• [Elenco dei compiti]
[a] Elenca tutte le persone nominate nel testo su Josquin, con i nomi così come vi compaiono.
[b] Nel testo su Josquin, trasforma in un elenco puntato il paragrafo che comincia con "Protagonista di un regno singolarmente duraturo", mantenendone i fatti principali.
[c] Prosegui il testo su Josquin e sulla datazione della Missa Hercules Dux Ferrariae a partire dalla sua ultima frase.

Josquin Desprez (1505?)

 

da: Raffaele Mellace, Guida all'ascolto, allegata al Cd Amadeus-Darp, 2005 (rist. Stradivarius 2004).

Josquin – lo indicheremo more antiquo col nome di battesimo ... – occupa, anche cronologicamente, il cuore di quel fenomeno ultrasecolare che ha visto schiere di musicisti franco-fiamminghi mettere al servizio delle raffinati corti italiane un magistero compositivo straordinario, spesso peregrinando da un signore all'altro, e diffondendo in tal modo nell'intera Penisola una sofisticata cultura polifonica. [...]

Protagonista di un regno singolarmente duraturo (1471-1505), dopo aver già stabilito contatti col compositore, il duca [di Ferrara, Ercole I d'Este] riuscì finalmente ad aggiudicarsene i servigi a lungo agognati, benché per un anno soltanto, nell'aprile 1503 («de hora in hora lo expectamo cum desiderio», scriveva Ercole I nell'imminenza dell'arrivo di Josquin, nominato «maestro de cappella»). L'aprile successivo, spinto probabilmente dal diffondersi della peste, Josquin riparava nella natia Francia, mentre il duca si sarebbe spento l'anno dopo. [...]

Amante della musica e impegnato attivamente nella riqualificazione della sua città (si pensi anche soltanto all'ampliamento urbano noto come «Addizione erculea») Ercole era andato costituendo una cappella musicale di notevole livello. Lo muoveva, specialmente nei suoi ultimi anni, una religiosità intensa, assai sensibile alla predicazione di Girolamo Savonarola. [...]

Tanto è indubbio [chi sia] il dedicatario della Missa Hercules Dux Ferrariae, altrettanto problematica ne è la datazione. In assenza di fonti antecedenti l'edizione a stampa, realizzata precocemente da Ottaviano Petrucci nel giugno 1505, e nonostante l'esistenza di ben undici testimoni manoscritti, occorrerà procedere per congetture. Si confrontano fra gli studiosi due pareri: il primo che considera la messa un lavoro giovanile, attribuendola agli anni '80, forse in occasione di una visita di Josquin a Ferrara nel 1480-81, o di una del duca a Roma, dove il compositore si trovava al servizio del cardinale Ascanio Sforza, nel 1487; il secondo che la colloca piuttosto nella fase conclusiva del principato di Ercole I, ai primi anni del nuovo secolo, nei pressi del servizio del compositore come maestro di cappella del duca.

• [Record forniti]
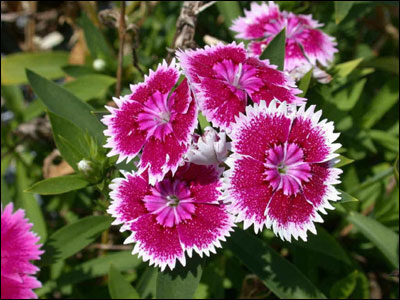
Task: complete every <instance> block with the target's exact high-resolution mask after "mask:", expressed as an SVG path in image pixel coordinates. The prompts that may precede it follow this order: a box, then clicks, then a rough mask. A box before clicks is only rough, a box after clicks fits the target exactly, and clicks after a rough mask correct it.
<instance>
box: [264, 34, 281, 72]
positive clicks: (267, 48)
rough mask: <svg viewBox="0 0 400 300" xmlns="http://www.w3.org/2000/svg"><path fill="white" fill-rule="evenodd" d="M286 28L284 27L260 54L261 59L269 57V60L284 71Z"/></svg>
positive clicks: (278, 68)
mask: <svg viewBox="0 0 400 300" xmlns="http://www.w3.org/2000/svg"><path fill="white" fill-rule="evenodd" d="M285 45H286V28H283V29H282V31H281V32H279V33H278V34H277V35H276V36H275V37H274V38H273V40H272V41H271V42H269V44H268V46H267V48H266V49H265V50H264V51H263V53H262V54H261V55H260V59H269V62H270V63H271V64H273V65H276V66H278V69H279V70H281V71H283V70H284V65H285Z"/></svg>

• [Risposte numerate]
[a]
- Josquin Desprez
- Raffaele Mellace
- Ercole I d'Este
- Girolamo Savonarola
- Ottaviano Petrucci
- Ascanio Sforza

[b]
- Ercole I d'Este, duca di Ferrara, regnò dal 1471 al 1505.
- Aveva già avuto contatti con Josquin.
- Nell'aprile 1503 ottenne finalmente i suoi servigi, ma per un solo anno, nominandolo «maestro de cappella».
- Nell'aprile successivo Josquin tornò nella natia Francia, probabilmente a causa del diffondersi della peste.
- Il duca morì l'anno seguente.

[c]
L'intento encomiastico si realizza, come mai avvenuto prima in una messa, nella scelta del materiale tematico che risuonerà nell'intera composizione, ovvero nell'adozione di un cantus firmus che non consiste, eccezionalmente a quell'altezza cronologica, in una melodia preesistente. Questa si basa infatti, per usare la terminologia del teorico Zarlino, su un «soggetto cavato dalle vocali» di nome e titolo del duca, a ciascuna delle quali Josquin fa corrispondere una nota musicale, secondo la nomenclatura della solmisazione coeva:

HER CU LES DUX FER RA RI AE
re ut re ut re fa mi re

Queste otto note, che disegnano prevalentemente per grado congiunto un ambito intervallare molto ristretto (Josquin non si comporterà diversamente nelle messe La sol fa re mi e Faisant regretz), sono incardinate nel I modo (dorico), sulla cui finalis il soggetto inizia e si chiude. Adottato dunque questo soggetto ostinato (la tecnica era già nota a Ockeghem, che l'impiega in un mottetto), Josquin lo assume sempre come entità autosufficiente, riproponendolo sempre in forma completa.

Anzi, il modulo cui il compositore si attiene prevede una triplice esposizione del motto (al tono originale, alla quinta e all'ottava) a distanza regolare e fissa (otto misure per ciascuna esposizione del motto, seguite da otto misure di pausa). Tali triplici esposizioni sono in numero di 12, al quale è plausibile associare una simbologia erculea (le 12 fatiche dell'Alcide) ben intonata alla rete di allusioni simboliche che popolano le opere artistiche e letterarie fiorite alla corte del duca estense.

La rigidità dell'applicazione del motto, che non viene mai neppure trasposto, determina una tendenziale estraneità tra il tenor (titolare quasi esclusivo del motto, come avviene anche nelle messe L'ami Baudichon e L'homme armé super voces musicales) e le altre voci. Inoltre, la riproposta continua del motto garantisce la profonda unitarietà di tutti i movimenti di questa messa ciclica, e ne organizza perfino l'estensione temporale, vista la citata regolarità delle ricorrenze del motto.

E proprio quest'ultimo pone al contempo un problema esecutivo non secondario: non essendo chiaro quali parole occorra cantare sulle otto note del soggetto cavato, si sono proposte le soluzioni più varie, dall'adozione del testo della messa di volta in volta corrispondente, al nome delle note stesse, a un'esecuzione puramente strumentale della parte del tenor.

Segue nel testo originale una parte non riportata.